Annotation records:
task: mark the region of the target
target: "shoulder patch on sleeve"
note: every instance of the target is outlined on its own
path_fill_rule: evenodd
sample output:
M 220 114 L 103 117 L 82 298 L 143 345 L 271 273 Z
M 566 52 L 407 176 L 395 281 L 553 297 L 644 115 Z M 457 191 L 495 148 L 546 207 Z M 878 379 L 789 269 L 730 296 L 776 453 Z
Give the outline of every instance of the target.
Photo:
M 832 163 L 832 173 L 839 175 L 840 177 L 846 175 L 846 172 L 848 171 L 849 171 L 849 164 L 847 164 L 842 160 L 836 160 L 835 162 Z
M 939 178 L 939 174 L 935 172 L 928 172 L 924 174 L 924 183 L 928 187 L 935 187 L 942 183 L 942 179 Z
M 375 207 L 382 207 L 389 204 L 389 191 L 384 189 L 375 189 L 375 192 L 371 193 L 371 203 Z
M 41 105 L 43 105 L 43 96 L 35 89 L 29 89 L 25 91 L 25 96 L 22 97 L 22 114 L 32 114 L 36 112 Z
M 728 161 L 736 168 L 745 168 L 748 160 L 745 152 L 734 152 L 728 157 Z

Do this: All of the records must be repeated exactly.

Response to the exercise:
task: mark the region of the target
target: "shoulder patch on sleeve"
note: every instance of the target is outlined on its own
path_fill_rule: evenodd
sample output:
M 220 114 L 103 117 L 82 298 L 143 345 L 271 273 Z
M 566 52 L 407 176 L 395 281 L 553 297 L 644 115 Z M 457 191 L 495 148 L 546 207 Z M 878 379 L 789 269 L 730 296 L 776 453 Z
Give the outline of every instance of the target.
Photo:
M 832 163 L 832 173 L 839 175 L 840 177 L 846 175 L 846 172 L 848 171 L 849 171 L 849 164 L 847 164 L 842 160 L 836 160 L 835 162 Z
M 939 178 L 939 174 L 935 172 L 928 172 L 924 174 L 924 183 L 928 187 L 935 187 L 942 183 L 942 179 Z
M 375 207 L 382 207 L 389 204 L 389 191 L 384 189 L 375 189 L 375 192 L 371 193 L 371 203 Z
M 41 105 L 43 105 L 43 96 L 35 89 L 29 89 L 25 91 L 25 96 L 22 97 L 22 114 L 32 114 L 36 112 Z
M 728 161 L 736 168 L 745 168 L 748 160 L 745 152 L 734 152 L 728 157 Z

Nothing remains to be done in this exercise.